→ **DIRECTION 1**
In the R package documentation below, which function is called the main function of the package?
→ **DIRECTION 2**
List every support function that the description field of the R package documentation below names.
→ **DIRECTION 3**
Write the next part of the R package documentation below, picking up after its final line.

Type: | Package |
Title: | United States Copyright Office Product Management Division SR Audit Data Dataset Cleaning Algorithms |
Version: | 1.0.3 |
Author: | Frederick Liu [aut, cre] |
Maintainer: | Frederick Liu <sliu85@u.rochester.edu> |
Description: | Intended to be used by the United States Copyright Office Product Management Division Business Analysts. Include algorithms for the United States Copyright Office Product Management Division SR Audit Data dataset. The algorithm takes in the SR Audit Data excel file and reformat the spreadsheet such that the values and variables fit the format of the online database. Support functions in this package include clean_str(), which cleans instances of variable AUDIT_LOG; clean_data_to_excel(), which cleans and output the reorganized SR Audit Data dataset in excel format; clean_data_to_dataframe(), which cleans and stores the reorganized SR Audit Data data set to a data frame; format_from_excel(), which reads in the outputted excel file from the clean_data_to_excel() function and formats and returns the data as a dictionary that uses FIELD types as keys and NON-FIELD types as the values of those keys. format_from_dataframe(), which reads in the outputted data frame from the clean_data_to_dataframe() function and formats and returns the data as a dictionary that uses FIELD types as keys and NON-FIELD types as the values of those keys; support_function(), which takes in the dictionary outputted either from the format_from_dataframe() or format_from_excel() function and returns the data as a formatted data frame according to the original U.S. Copyright Office SR Audit Data online database. The main function of this package is clean_format_all(), which takes in an excel file and returns the formatted data into a new excel and text file according to the format from the U.S. Copyright Office SR Audit Data online database. |
License: | GPL-2 | GPL-3 [expanded from: GPL (≥ 2)] |
Encoding: | UTF-8 |
Depends: | R (≥ 3.4.0), stringr, openxlsx, readxl |
NeedsCompilation: | no |
Packaged: | 2022-06-07 21:32:46 UTC; frederickliu |
Repository: | CRAN |
Date/Publication: | 2022-06-09 08:20:02 UTC |
Helper Function
Description
Cleans and output the reorganized SR Audit Data dataset into a data frame
Usage
clean_data_to_dataframe(filename)
Arguments
filename |
Input name of the .xlsx file |
Value
Returns a dataframe that includes the cleaned data.
Examples
## Not run:
## Read in the original excel file
filename = "data.xlsx"
clean_data_to_dataframe(filename)
## End(Not run)
Helper Function
Description
Cleans and output the reorganized SR Audit Data dataset in .xlsx format
Usage
clean_data_to_excel(filename)
Arguments
filename |
Input name of the .xlsx file |
Value
Returns an excel sheet that includes the cleaned data.
Examples
## Not run:
filename = "data.xlsx"
clean_data_to_excel(filename)
## End(Not run)
Main Function
Description
Takes in a .xlsx file and returns the formatted data into a new .xlsx and .txt file according to the format of the U.S. Copyright Office SR Audit Data online database.

→ **RECORDS**
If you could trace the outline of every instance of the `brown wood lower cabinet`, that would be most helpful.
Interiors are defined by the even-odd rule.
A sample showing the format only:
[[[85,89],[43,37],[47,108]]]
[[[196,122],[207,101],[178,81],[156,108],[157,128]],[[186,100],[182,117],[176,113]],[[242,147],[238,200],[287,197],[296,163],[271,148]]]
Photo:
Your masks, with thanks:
==
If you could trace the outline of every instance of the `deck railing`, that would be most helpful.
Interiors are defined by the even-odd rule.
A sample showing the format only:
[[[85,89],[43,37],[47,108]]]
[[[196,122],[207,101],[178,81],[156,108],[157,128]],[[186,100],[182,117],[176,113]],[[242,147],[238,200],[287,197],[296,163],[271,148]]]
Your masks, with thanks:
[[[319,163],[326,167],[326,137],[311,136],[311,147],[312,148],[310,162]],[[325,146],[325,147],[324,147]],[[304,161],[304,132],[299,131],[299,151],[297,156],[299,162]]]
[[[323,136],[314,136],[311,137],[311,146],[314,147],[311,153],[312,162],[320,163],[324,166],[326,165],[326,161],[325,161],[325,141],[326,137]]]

→ **RESULT 1**
clean_format_all()

→ **RESULT 2**
clean_str(), clean_data_to_excel(), clean_data_to_dataframe(), format_from_excel(), format_from_dataframe(), support_function()

→ **RESULT 3**
Usage
clean_format_all(excelfile)
Arguments
excelfile |
Input the original raw SR Audit Data spreadsheet |
Value
Returns an excel sheet and text file that includes the cleaned and formatted data that are congruent to the format of the U.S. Copyright Office SR Audit Data online database.
Examples
#This is the main function. Users should be only using this function for data cleaning.
## Not run:
filename = "data.xlsx"
clean_format_all(excelfile)
## End(Not run)
Helper Function
Description
Cleans instances of variable AUDIT_LOG from the U.S. Copyright Office SR Audit Data spreadsheet
Usage
clean_str(str)
Arguments
str |
Input an instance value from variable AUDIT_LOG |
Value
Returns a cleaned string version of an instance from variable AUDIT_LOG.
Examples
str = "2*J15*Owner2*L12*LAAS2*K10*2*C110*SR_STAT_ID2*N14*Open2*O16*Closed"
clean_str(str)
Helper Function
Description
Reads in the outputted data frame from the clean_data_to_dataframe function and formats and returns the data as a dictionary that uses FIELD types as keys and NON-FIELD types as the values of those keys
Usage
format_from_dataframe(dataframedata)
Arguments
dataframedata |
Input the cleaned .xlsx sheet outputted from the function clean_data_to_dataframe |
Value
Returns a vector dictionary that contains the formatted version of the cleaned data.
Examples
## Not run:
filename = "data.xlsx"
dataframedata = clean_data_to_dataframe(filename)
format_from_dataframe(dataframedata)
## End(Not run)
Helper Function
Description
Reads in the outputted excel file from the clean_data_to_excel function and formats and returns the data as a dictionary that uses FIELD types as keys and NON-FIELD types as the values of those keys
Usage
format_from_excel(filename)
Arguments
filename |
Input the cleaned .xlsx sheet outputted from the function clean_data_to_excel |
Value
Returns a vector dictionary that contains the formatted version of the cleaned data.
Examples
## Not run:
filename = "data.xlsx"
filename = clean_data_to_excel(filename)
format_from_excel(filename)
## End(Not run)
Helper Function
Description
Takes in the dictionary outputted either from the format_from_dataframe or format_from_excel function and returns the data as a formatted data frame according to the original U.S. Copyright Office SR Audit Data online database.
Usage
support_function(data)
Arguments
data |
Input the dictionary variable from the format_from_dataframe or format_from_excel function |
Value
Returns a formatted data frame according to the original U.S. Copyright Office SR Audit Data online database.
Examples
## Not run:
filename = "data.xlsx"
dataframedata = clean_data_to_dataframe(filename)
data = format_from_dataframe(dataframedata)
support_function(data)
## End(Not run)